[Labeled-object pointing entries]

┏━━

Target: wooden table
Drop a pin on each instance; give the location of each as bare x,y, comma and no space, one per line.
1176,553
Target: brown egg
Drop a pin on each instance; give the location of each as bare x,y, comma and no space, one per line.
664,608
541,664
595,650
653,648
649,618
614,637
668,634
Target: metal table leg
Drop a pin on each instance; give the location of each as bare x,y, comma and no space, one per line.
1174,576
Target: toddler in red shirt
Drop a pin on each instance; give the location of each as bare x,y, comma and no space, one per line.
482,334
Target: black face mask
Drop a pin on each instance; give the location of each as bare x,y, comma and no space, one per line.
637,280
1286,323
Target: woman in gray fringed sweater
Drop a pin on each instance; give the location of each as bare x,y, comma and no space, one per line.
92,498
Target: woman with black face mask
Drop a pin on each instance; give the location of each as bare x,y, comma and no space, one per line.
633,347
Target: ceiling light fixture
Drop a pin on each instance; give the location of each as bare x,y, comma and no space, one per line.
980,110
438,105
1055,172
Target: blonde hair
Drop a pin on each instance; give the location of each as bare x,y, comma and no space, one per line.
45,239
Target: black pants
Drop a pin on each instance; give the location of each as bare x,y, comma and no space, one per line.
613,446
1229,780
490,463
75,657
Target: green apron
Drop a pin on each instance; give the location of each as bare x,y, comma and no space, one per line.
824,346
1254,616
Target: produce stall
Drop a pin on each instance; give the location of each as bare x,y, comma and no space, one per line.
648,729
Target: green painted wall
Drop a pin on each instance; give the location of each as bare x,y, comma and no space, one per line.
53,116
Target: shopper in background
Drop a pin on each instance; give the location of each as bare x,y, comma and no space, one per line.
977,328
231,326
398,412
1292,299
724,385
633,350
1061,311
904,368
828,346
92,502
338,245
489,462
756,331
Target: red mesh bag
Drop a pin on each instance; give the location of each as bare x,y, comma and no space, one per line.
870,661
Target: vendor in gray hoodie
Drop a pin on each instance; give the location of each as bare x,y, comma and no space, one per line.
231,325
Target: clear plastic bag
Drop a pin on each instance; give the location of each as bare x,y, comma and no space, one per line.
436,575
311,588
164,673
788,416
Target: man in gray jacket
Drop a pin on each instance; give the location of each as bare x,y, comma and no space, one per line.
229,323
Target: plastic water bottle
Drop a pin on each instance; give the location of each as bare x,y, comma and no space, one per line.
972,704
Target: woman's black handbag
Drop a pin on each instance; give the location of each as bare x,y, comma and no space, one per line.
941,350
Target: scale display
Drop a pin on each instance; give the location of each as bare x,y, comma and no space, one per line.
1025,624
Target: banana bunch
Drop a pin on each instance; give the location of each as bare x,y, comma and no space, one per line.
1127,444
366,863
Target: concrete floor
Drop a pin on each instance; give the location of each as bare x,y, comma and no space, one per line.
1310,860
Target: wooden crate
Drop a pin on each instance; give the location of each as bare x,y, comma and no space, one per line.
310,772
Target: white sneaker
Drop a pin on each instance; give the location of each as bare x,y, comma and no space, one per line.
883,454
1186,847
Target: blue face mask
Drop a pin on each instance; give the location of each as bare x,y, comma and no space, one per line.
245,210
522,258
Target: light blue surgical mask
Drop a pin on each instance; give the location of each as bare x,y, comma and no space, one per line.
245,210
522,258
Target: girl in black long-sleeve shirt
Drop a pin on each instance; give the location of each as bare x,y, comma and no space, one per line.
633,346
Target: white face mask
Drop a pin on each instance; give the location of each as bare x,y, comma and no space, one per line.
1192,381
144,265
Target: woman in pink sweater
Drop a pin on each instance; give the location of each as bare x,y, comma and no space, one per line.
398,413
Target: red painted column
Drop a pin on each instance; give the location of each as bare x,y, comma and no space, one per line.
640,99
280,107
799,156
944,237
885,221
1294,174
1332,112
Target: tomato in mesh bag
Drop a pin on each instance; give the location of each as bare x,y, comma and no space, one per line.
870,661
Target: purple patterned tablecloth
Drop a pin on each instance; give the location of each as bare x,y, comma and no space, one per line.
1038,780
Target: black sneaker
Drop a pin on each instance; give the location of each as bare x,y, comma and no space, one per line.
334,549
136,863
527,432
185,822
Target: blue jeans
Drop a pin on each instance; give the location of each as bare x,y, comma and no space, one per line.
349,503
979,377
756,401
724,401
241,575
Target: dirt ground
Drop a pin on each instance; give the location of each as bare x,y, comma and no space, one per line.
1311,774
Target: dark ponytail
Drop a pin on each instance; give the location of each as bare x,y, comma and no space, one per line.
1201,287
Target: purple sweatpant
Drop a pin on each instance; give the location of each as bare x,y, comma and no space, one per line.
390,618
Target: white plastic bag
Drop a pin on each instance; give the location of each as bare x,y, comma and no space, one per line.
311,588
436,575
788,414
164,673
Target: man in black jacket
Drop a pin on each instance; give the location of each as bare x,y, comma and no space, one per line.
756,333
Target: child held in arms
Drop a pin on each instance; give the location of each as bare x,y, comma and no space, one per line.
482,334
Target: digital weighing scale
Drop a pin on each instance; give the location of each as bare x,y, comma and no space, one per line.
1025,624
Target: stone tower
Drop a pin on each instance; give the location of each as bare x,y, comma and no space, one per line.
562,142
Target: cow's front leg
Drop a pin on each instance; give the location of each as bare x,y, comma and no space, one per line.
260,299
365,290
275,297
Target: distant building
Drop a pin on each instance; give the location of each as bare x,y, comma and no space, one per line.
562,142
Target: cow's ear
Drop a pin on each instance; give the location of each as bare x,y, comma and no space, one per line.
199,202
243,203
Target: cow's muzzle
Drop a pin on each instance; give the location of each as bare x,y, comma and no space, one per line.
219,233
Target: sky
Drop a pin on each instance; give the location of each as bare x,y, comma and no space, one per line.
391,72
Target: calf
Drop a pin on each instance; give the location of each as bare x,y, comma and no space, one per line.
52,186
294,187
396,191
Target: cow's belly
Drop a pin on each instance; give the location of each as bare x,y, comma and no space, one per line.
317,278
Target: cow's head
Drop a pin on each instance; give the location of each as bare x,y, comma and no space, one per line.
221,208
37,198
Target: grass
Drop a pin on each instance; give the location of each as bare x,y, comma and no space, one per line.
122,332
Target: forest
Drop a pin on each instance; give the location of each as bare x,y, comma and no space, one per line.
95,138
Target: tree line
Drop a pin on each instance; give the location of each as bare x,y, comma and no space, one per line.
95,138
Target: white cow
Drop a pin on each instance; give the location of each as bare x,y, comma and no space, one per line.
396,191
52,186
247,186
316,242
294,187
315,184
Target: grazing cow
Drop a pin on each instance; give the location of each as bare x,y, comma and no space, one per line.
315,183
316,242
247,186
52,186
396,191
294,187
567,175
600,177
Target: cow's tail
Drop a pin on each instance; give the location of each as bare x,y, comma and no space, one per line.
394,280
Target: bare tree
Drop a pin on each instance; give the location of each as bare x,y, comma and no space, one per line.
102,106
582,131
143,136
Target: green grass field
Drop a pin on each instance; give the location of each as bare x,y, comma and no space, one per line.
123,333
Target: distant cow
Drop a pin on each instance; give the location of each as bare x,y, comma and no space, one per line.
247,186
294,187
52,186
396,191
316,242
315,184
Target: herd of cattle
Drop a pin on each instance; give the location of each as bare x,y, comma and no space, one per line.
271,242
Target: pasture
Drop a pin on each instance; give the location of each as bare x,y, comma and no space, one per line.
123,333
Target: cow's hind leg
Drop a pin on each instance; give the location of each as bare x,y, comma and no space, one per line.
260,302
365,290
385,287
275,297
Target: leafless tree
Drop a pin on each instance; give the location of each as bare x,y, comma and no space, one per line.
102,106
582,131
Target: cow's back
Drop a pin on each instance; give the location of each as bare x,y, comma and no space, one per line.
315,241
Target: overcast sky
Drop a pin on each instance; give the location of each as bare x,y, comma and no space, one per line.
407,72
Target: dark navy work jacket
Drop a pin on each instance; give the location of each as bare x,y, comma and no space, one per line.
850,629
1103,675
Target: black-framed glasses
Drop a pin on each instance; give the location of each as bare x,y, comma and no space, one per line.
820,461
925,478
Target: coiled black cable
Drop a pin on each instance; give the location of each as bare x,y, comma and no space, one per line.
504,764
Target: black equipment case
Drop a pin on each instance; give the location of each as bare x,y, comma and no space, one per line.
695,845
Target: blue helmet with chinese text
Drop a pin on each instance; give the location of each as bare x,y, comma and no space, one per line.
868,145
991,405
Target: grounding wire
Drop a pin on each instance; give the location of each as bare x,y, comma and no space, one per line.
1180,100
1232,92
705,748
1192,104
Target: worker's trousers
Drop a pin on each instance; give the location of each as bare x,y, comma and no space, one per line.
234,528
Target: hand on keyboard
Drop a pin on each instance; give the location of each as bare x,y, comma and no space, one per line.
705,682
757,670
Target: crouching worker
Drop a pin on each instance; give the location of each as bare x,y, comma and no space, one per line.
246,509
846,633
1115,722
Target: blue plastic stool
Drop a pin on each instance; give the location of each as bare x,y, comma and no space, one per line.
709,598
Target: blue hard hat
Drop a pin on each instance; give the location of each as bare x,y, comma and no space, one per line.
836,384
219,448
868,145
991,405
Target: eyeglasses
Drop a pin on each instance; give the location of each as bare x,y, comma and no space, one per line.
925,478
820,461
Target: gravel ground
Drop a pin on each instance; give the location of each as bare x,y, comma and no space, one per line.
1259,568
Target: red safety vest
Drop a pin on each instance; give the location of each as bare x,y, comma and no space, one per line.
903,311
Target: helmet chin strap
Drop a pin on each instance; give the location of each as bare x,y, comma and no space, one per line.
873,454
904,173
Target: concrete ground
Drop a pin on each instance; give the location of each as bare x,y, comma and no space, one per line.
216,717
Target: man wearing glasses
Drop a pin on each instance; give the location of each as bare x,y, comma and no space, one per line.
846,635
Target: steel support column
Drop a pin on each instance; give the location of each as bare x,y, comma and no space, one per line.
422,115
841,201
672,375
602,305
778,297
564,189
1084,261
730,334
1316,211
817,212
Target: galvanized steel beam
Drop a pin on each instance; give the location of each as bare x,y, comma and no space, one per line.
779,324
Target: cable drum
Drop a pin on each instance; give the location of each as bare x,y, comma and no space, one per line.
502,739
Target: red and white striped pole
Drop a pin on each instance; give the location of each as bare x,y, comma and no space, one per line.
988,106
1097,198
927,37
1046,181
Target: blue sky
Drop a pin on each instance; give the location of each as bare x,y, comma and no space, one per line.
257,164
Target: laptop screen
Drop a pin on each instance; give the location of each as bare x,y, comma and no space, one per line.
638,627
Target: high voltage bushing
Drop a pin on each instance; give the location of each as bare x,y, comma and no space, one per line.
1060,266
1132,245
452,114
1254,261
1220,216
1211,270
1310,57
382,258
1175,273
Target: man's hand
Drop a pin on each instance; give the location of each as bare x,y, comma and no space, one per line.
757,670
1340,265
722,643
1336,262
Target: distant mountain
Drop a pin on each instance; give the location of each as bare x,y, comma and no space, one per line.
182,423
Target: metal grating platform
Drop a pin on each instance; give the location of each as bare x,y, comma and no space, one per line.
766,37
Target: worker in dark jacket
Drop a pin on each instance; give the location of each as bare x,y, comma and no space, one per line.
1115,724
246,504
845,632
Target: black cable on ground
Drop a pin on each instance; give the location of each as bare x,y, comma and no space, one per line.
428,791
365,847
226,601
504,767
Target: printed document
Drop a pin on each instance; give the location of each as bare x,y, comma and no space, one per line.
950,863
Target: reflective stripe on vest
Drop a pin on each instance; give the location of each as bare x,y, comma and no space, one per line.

┗━━

Instructions for the task: In the records above, locate the line that contains "Target: steel support column". Repeat it and every line after it, exactly, and nothing else.

Solution:
Target: steel support column
Drop a pin on each instance; give the location of each as bare x,y, comma and no space, one per line.
422,115
841,201
672,375
602,305
778,297
564,189
1084,261
730,334
1316,211
817,212
Target: galvanized steel beam
Drop a pin on each instance; give the location of each as bare x,y, comma and no space, one per line.
779,324
Target: cable drum
Drop a pin on each instance; give the location of each as bare x,y, comma and no space, one per line.
502,739
Target: red and white striped pole
Drop a pin on each instance; give the location of each as bare x,y, comma and no space, one per line.
988,106
1097,198
927,37
1046,181
Target: blue sky
Drop a pin on each instance; give the location of each as bare x,y, comma and no space, one per line.
257,164
Target: laptop screen
Drop a pin on each instance; give the location of each as bare x,y, comma and no space, one per line.
638,627
Target: high voltage bushing
Drop a pin on each instance; give the location of each as bare x,y, comma and no space, one per line.
1060,266
1132,245
452,114
1254,261
1220,216
1211,270
1310,57
382,258
1175,273
Target: man's hand
Drop a pin on each instance; give the location of each as bare x,y, comma and no space, one per line.
757,670
1340,265
722,643
1336,262
Target: distant mountain
Drop a pin on each instance; give the location of each as bare x,y, comma and no space, one per line.
182,423
Target: metal grating platform
Drop a pin on each instance; give the location of each as bare x,y, comma and no space, one per line.
766,37
Target: worker in dark jacket
Drop a pin on each instance; give the location of each as bare x,y, comma and no space, one per line.
1115,724
246,504
845,632
Target: black cable on ground
Drop a pin on each instance; give the location of each as bare x,y, comma and no space, one per line.
428,791
365,847
226,601
504,767
Target: printed document
Drop a pin on each instance; give the location of each as bare x,y, comma and no space, one per line.
950,863
Target: reflective stripe on vest
Drop a pin on each instance; give the location of each as bare x,y, comma and no space, one per line.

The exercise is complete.